### THE REQUEST
Reproduce every line from the start of the material through the line containing "M 166 274 L", including that line. Omit the pictures from your reply.

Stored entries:
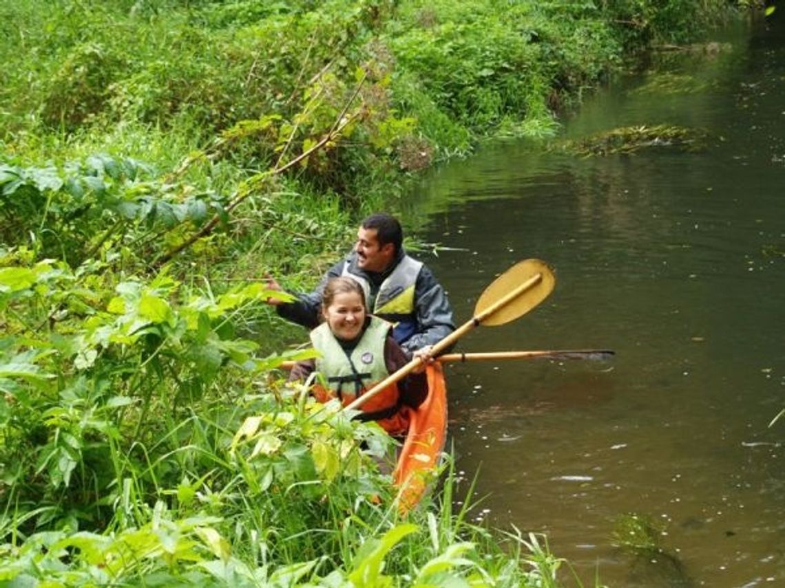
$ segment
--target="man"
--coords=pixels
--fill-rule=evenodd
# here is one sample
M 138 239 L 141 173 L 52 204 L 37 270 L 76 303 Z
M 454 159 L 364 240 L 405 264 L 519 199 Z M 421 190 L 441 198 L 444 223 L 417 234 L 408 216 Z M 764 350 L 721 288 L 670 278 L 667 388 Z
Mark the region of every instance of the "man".
M 319 324 L 327 281 L 349 276 L 363 286 L 370 311 L 395 325 L 392 336 L 407 354 L 422 355 L 424 350 L 427 354 L 455 329 L 452 309 L 431 270 L 406 254 L 403 241 L 403 230 L 394 216 L 373 214 L 361 223 L 352 252 L 327 271 L 316 290 L 298 295 L 294 303 L 273 298 L 267 303 L 284 318 L 312 328 Z M 268 287 L 281 289 L 269 276 Z

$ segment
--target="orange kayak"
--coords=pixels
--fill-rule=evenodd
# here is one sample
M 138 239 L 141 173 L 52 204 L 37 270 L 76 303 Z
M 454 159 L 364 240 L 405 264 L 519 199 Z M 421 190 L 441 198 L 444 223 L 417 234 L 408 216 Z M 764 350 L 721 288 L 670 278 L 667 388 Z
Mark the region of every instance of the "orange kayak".
M 441 364 L 430 364 L 427 374 L 428 396 L 411 411 L 409 432 L 392 472 L 403 513 L 417 504 L 435 479 L 447 437 L 447 387 Z

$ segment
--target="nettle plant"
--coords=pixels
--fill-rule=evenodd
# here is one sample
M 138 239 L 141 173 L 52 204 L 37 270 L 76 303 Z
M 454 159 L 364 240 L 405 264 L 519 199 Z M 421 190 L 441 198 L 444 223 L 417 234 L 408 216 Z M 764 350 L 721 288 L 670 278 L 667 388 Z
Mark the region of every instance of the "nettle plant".
M 210 189 L 167 183 L 130 158 L 97 154 L 61 166 L 0 163 L 0 236 L 27 240 L 38 259 L 76 267 L 113 244 L 153 246 L 173 228 L 222 211 Z
M 166 274 L 115 281 L 100 262 L 71 270 L 26 256 L 6 252 L 0 268 L 0 496 L 6 509 L 41 511 L 31 528 L 100 524 L 124 477 L 151 492 L 180 479 L 184 422 L 223 403 L 236 411 L 254 377 L 282 361 L 255 357 L 232 318 L 285 295 L 254 284 L 212 296 Z

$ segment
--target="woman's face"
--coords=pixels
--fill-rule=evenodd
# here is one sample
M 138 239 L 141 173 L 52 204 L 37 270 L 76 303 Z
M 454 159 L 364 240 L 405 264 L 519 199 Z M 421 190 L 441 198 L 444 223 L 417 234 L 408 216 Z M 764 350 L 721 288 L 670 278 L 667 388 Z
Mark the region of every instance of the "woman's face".
M 365 305 L 356 292 L 338 292 L 322 314 L 333 335 L 345 341 L 356 339 L 365 322 Z

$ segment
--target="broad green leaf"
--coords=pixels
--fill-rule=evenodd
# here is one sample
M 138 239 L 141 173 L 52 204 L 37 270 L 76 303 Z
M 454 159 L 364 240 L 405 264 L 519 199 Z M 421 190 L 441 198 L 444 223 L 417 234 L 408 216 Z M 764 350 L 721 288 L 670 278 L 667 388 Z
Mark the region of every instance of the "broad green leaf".
M 153 323 L 167 322 L 171 317 L 169 303 L 152 294 L 143 294 L 139 301 L 139 316 Z
M 251 452 L 250 457 L 253 459 L 260 453 L 265 456 L 271 456 L 277 452 L 283 445 L 283 441 L 272 433 L 262 433 L 257 439 L 256 445 L 254 446 L 254 451 Z
M 240 426 L 240 428 L 235 434 L 235 437 L 232 440 L 232 449 L 234 450 L 237 445 L 244 439 L 250 439 L 256 434 L 261 424 L 261 416 L 249 416 Z
M 311 453 L 316 471 L 327 481 L 332 481 L 341 467 L 338 452 L 330 444 L 317 440 L 311 445 Z
M 232 555 L 232 547 L 229 542 L 221 536 L 221 533 L 212 527 L 198 527 L 196 534 L 216 557 L 226 561 Z
M 17 292 L 35 283 L 36 272 L 27 267 L 0 268 L 0 292 Z
M 388 586 L 392 582 L 382 575 L 385 556 L 407 535 L 417 531 L 417 525 L 409 523 L 393 527 L 382 539 L 366 541 L 360 548 L 354 561 L 354 571 L 349 579 L 355 586 Z

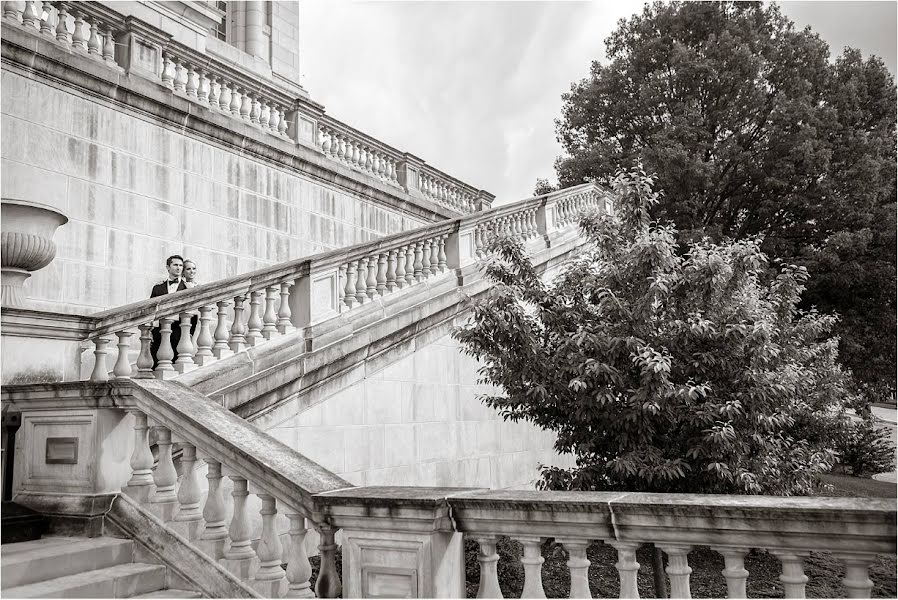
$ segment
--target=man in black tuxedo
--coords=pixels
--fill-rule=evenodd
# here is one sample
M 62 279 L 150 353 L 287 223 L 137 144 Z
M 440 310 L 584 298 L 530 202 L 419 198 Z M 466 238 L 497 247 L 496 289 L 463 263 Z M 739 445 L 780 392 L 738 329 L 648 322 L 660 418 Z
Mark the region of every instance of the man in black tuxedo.
M 150 298 L 155 298 L 157 296 L 164 296 L 165 294 L 173 294 L 175 292 L 180 292 L 181 290 L 187 289 L 187 284 L 181 279 L 181 273 L 184 271 L 184 259 L 178 254 L 174 254 L 169 256 L 165 261 L 165 268 L 168 271 L 168 277 L 157 283 L 153 286 L 153 291 L 150 292 Z M 171 332 L 171 347 L 174 350 L 175 356 L 172 358 L 172 363 L 178 358 L 178 342 L 181 341 L 181 328 L 179 326 L 179 321 L 175 321 L 172 323 L 172 332 Z M 153 341 L 150 343 L 150 354 L 153 355 L 153 369 L 156 368 L 158 364 L 158 360 L 156 359 L 156 352 L 159 351 L 159 345 L 162 343 L 162 334 L 159 331 L 158 327 L 153 328 Z

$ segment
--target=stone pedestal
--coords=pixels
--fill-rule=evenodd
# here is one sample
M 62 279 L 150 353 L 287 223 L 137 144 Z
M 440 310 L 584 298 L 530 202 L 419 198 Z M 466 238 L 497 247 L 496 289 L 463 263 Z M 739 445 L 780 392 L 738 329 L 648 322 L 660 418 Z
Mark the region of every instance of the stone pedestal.
M 69 219 L 48 205 L 3 198 L 0 215 L 0 304 L 24 307 L 25 280 L 56 257 L 53 234 Z

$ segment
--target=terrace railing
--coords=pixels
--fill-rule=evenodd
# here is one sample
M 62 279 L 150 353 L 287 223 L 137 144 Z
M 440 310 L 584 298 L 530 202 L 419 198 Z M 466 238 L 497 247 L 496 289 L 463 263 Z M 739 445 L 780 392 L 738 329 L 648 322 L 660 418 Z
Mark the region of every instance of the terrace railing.
M 493 196 L 326 115 L 274 80 L 197 51 L 101 2 L 3 2 L 2 21 L 85 58 L 139 75 L 201 109 L 223 114 L 414 197 L 460 214 L 489 208 Z
M 95 313 L 87 327 L 95 345 L 90 379 L 170 379 L 297 330 L 310 347 L 313 325 L 370 302 L 388 304 L 434 278 L 457 277 L 456 271 L 485 258 L 492 237 L 511 235 L 536 252 L 559 236 L 575 236 L 576 215 L 591 207 L 607 210 L 610 198 L 584 184 Z M 156 322 L 161 345 L 154 368 Z M 176 348 L 175 327 L 181 331 Z M 140 351 L 132 361 L 134 335 Z M 113 341 L 117 352 L 111 361 Z

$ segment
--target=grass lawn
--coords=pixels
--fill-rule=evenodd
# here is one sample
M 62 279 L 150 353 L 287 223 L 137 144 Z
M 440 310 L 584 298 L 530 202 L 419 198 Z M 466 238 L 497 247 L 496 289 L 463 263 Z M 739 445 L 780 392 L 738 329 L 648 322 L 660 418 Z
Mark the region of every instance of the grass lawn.
M 828 475 L 825 477 L 831 489 L 826 496 L 855 496 L 866 498 L 895 498 L 896 485 L 873 479 Z M 524 568 L 519 561 L 521 545 L 509 538 L 499 538 L 499 585 L 506 598 L 519 598 L 524 588 Z M 567 555 L 554 541 L 543 544 L 543 588 L 548 598 L 567 598 L 570 591 L 570 573 Z M 617 598 L 619 580 L 614 563 L 617 553 L 614 548 L 600 542 L 593 543 L 587 550 L 589 567 L 589 587 L 594 598 Z M 898 597 L 896 584 L 895 555 L 880 555 L 870 568 L 873 581 L 873 598 Z M 640 548 L 636 559 L 641 565 L 638 574 L 639 595 L 653 598 L 652 555 L 648 547 Z M 318 557 L 311 559 L 312 581 L 318 574 Z M 690 587 L 693 598 L 725 598 L 726 580 L 721 575 L 723 557 L 705 546 L 696 547 L 689 554 L 692 567 Z M 783 588 L 779 582 L 779 560 L 764 550 L 752 550 L 745 557 L 748 570 L 747 591 L 749 598 L 783 598 Z M 337 551 L 337 573 L 342 573 L 340 550 Z M 808 577 L 808 598 L 844 598 L 842 576 L 844 567 L 829 552 L 812 552 L 805 559 L 805 575 Z M 480 581 L 480 565 L 477 562 L 477 543 L 465 540 L 465 585 L 468 598 L 477 595 Z

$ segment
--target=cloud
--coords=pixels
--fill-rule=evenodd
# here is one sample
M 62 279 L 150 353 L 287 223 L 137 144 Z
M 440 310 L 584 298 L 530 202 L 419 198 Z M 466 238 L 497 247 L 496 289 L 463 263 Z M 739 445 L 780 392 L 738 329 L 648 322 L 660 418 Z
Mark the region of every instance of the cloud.
M 895 3 L 860 4 L 894 13 Z M 302 84 L 333 117 L 513 201 L 528 197 L 537 177 L 554 180 L 561 94 L 592 60 L 604 61 L 605 38 L 642 7 L 304 1 Z M 792 18 L 803 26 L 799 17 L 810 17 L 798 12 Z M 894 50 L 894 19 L 891 27 Z

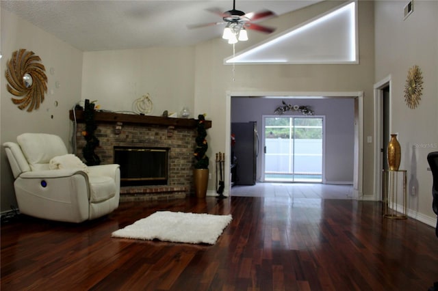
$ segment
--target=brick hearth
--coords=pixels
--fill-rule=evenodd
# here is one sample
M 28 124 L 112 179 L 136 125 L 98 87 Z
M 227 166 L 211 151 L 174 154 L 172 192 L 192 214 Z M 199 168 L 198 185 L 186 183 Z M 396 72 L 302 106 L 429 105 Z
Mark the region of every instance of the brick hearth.
M 77 120 L 77 154 L 83 159 L 82 148 L 86 141 L 82 136 L 85 124 L 82 111 L 70 117 Z M 95 135 L 100 147 L 95 152 L 101 164 L 114 163 L 114 147 L 168 148 L 167 185 L 122 187 L 120 201 L 173 199 L 193 193 L 193 150 L 195 147 L 194 120 L 149 117 L 131 114 L 96 113 L 97 129 Z M 211 123 L 209 122 L 209 127 Z

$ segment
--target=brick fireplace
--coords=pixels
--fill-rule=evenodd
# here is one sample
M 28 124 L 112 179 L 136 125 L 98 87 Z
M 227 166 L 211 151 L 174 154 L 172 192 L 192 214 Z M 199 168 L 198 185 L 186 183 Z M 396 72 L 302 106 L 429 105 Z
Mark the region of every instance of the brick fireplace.
M 83 113 L 81 110 L 70 111 L 70 120 L 77 122 L 77 155 L 81 159 L 86 145 L 81 134 L 85 129 Z M 100 141 L 95 152 L 101 164 L 114 163 L 115 148 L 168 149 L 166 184 L 122 186 L 120 201 L 143 200 L 147 197 L 175 198 L 194 193 L 193 150 L 197 120 L 107 112 L 96 112 L 94 120 L 95 134 Z M 211 126 L 208 121 L 206 126 Z

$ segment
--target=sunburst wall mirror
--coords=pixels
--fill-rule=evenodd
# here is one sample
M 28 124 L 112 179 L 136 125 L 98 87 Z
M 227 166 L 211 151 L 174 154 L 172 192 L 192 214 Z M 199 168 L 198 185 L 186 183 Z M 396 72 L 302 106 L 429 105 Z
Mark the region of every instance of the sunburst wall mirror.
M 423 90 L 423 77 L 418 66 L 414 66 L 408 71 L 404 85 L 404 101 L 411 109 L 420 104 Z
M 12 102 L 21 110 L 38 109 L 44 101 L 47 92 L 47 77 L 41 58 L 33 51 L 21 48 L 12 53 L 6 65 L 8 91 L 18 98 L 12 98 Z

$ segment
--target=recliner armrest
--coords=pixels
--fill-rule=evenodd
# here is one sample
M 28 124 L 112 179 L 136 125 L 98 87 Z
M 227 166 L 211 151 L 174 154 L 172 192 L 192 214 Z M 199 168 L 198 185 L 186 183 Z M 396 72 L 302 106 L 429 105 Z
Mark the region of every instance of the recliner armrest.
M 99 165 L 98 166 L 89 166 L 88 175 L 90 176 L 107 176 L 115 179 L 116 170 L 120 168 L 118 164 Z
M 23 179 L 48 179 L 70 177 L 76 174 L 84 176 L 85 177 L 86 177 L 87 180 L 88 178 L 86 172 L 84 172 L 83 171 L 78 170 L 77 169 L 63 169 L 55 170 L 27 171 L 20 175 L 20 178 L 22 178 Z
M 5 147 L 5 151 L 14 178 L 16 179 L 21 173 L 31 170 L 27 161 L 24 154 L 23 154 L 21 148 L 18 143 L 7 141 L 3 146 Z

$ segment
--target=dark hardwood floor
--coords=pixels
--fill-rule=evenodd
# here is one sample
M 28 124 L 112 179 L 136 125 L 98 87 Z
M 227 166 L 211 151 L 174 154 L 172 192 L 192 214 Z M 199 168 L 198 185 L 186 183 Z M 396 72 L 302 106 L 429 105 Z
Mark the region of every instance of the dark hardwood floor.
M 114 238 L 155 211 L 233 215 L 215 245 Z M 232 197 L 125 202 L 81 224 L 1 225 L 1 290 L 427 290 L 438 238 L 380 202 Z

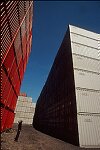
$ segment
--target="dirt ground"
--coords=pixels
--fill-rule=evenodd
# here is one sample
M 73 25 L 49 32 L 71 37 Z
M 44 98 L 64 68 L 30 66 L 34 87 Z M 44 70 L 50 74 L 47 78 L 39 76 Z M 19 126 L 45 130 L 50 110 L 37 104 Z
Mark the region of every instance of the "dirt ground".
M 84 150 L 83 148 L 43 134 L 35 130 L 32 125 L 23 124 L 18 142 L 14 141 L 16 132 L 17 124 L 9 132 L 3 132 L 1 134 L 2 150 Z

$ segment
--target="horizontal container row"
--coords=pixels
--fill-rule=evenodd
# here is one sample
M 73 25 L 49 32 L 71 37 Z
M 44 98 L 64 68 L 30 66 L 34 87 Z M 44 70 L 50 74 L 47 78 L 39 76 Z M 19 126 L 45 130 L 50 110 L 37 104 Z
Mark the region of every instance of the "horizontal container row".
M 98 49 L 88 47 L 87 45 L 81 45 L 80 43 L 71 42 L 71 51 L 74 54 L 94 58 L 100 60 L 98 55 Z
M 74 68 L 100 73 L 100 60 L 87 58 L 77 54 L 73 54 L 72 58 Z
M 17 105 L 16 106 L 16 109 L 15 109 L 15 112 L 16 111 L 22 111 L 22 112 L 34 112 L 34 107 L 24 107 L 24 106 L 20 106 L 20 105 Z
M 16 111 L 15 113 L 15 118 L 19 118 L 19 117 L 22 117 L 22 118 L 33 118 L 33 115 L 34 113 L 33 112 L 19 112 L 19 111 Z
M 32 102 L 21 102 L 18 100 L 17 106 L 26 106 L 26 107 L 33 107 Z
M 12 127 L 14 116 L 13 112 L 1 107 L 1 132 Z
M 98 50 L 98 39 L 88 38 L 77 33 L 70 33 L 71 42 L 86 45 Z
M 81 147 L 100 148 L 100 115 L 77 115 Z
M 69 25 L 69 30 L 71 33 L 76 33 L 76 34 L 80 34 L 82 36 L 86 36 L 88 38 L 92 38 L 94 40 L 98 39 L 98 35 L 97 33 L 82 29 L 82 28 L 78 28 L 72 25 Z
M 100 74 L 74 69 L 75 87 L 100 90 Z
M 100 91 L 75 89 L 77 112 L 100 114 Z
M 33 118 L 30 119 L 30 118 L 22 118 L 22 117 L 19 117 L 19 118 L 15 118 L 14 119 L 14 123 L 18 123 L 18 121 L 22 120 L 23 124 L 32 124 L 33 123 Z
M 20 56 L 20 54 L 18 54 L 18 52 L 21 52 L 21 50 L 20 50 L 21 49 L 21 39 L 20 39 L 20 30 L 19 30 L 20 24 L 19 24 L 19 18 L 18 18 L 18 14 L 17 14 L 17 11 L 18 11 L 17 3 L 14 3 L 14 6 L 13 6 L 14 10 L 12 10 L 12 9 L 10 10 L 10 12 L 13 11 L 13 13 L 11 13 L 10 16 L 9 16 L 8 12 L 7 12 L 8 15 L 6 15 L 6 11 L 4 10 L 5 19 L 3 19 L 3 20 L 5 20 L 5 22 L 4 22 L 4 25 L 2 25 L 2 29 L 1 29 L 1 31 L 2 31 L 2 41 L 1 41 L 2 61 L 5 59 L 5 55 L 7 54 L 9 48 L 11 47 L 12 40 L 14 40 L 14 39 L 15 39 L 14 45 L 15 45 L 16 55 Z M 29 14 L 29 12 L 28 12 L 28 14 Z M 9 18 L 9 22 L 8 22 L 7 18 Z M 1 20 L 1 23 L 3 20 Z M 24 49 L 23 52 L 25 52 L 25 44 L 23 44 L 23 42 L 27 43 L 27 41 L 29 39 L 30 31 L 32 29 L 32 26 L 31 26 L 32 22 L 30 23 L 29 21 L 27 21 L 27 23 L 30 25 L 26 25 L 25 23 L 26 23 L 26 21 L 24 20 L 21 25 L 21 38 L 22 38 L 22 46 Z M 28 28 L 29 28 L 28 30 L 27 30 L 27 28 L 25 28 L 25 25 L 28 26 Z M 10 32 L 11 32 L 11 35 L 10 35 Z M 26 32 L 27 32 L 27 34 L 26 34 Z M 17 57 L 17 58 L 20 59 L 19 57 Z
M 22 102 L 32 102 L 32 98 L 31 97 L 25 97 L 25 96 L 18 96 L 18 100 L 22 101 Z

### CORRECT RESPONSE
$ segment
--target="man"
--coords=pixels
--fill-rule=evenodd
# here is one sample
M 138 239 L 141 173 L 52 204 L 37 270 L 76 303 Z
M 454 159 L 364 240 L 405 264 L 519 199 Z M 421 190 L 441 198 L 444 223 L 417 234 L 408 216 Z M 764 350 L 721 288 L 670 278 L 667 388 Z
Mark the region of every instance of the "man".
M 319 324 L 327 281 L 349 276 L 363 286 L 370 311 L 395 325 L 392 336 L 407 354 L 422 355 L 424 350 L 427 354 L 455 329 L 452 309 L 431 270 L 406 254 L 403 241 L 403 230 L 394 216 L 373 214 L 361 223 L 352 252 L 327 271 L 316 290 L 298 295 L 294 303 L 273 298 L 267 303 L 284 318 L 312 328 Z M 268 287 L 281 289 L 269 276 Z

$ segment
--target="orange kayak"
--coords=pixels
--fill-rule=evenodd
# here is one sample
M 138 239 L 141 173 L 52 204 L 37 270 L 76 303 Z
M 454 159 L 364 240 L 405 264 L 519 199 Z M 421 190 L 441 198 L 444 223 L 417 234 L 408 216 Z M 764 350 L 721 288 L 670 278 L 667 388 Z
Mark the region of every instance of the "orange kayak".
M 441 364 L 430 364 L 427 374 L 428 396 L 411 411 L 409 432 L 392 472 L 403 513 L 417 504 L 435 479 L 447 437 L 447 387 Z

$ segment
--target="nettle plant"
--coords=pixels
--fill-rule=evenodd
# here is one sample
M 138 239 L 141 173 L 52 204 L 37 270 L 76 303 Z
M 454 159 L 364 240 L 405 264 L 519 199 Z M 421 190 L 441 198 L 444 223 L 417 234 L 408 216 Z M 764 350 L 721 288 L 670 278 L 667 388 Z
Mark the region of every instance of the "nettle plant".
M 210 189 L 167 183 L 130 158 L 97 154 L 61 166 L 0 163 L 0 236 L 27 240 L 38 259 L 76 267 L 113 244 L 153 246 L 173 228 L 222 211 Z
M 166 274 L 115 281 L 100 262 L 71 270 L 26 256 L 6 252 L 0 268 L 0 496 L 6 509 L 41 511 L 31 528 L 100 524 L 124 477 L 151 492 L 180 479 L 184 422 L 223 403 L 236 411 L 254 377 L 282 361 L 255 357 L 232 318 L 285 295 L 254 284 L 212 296 Z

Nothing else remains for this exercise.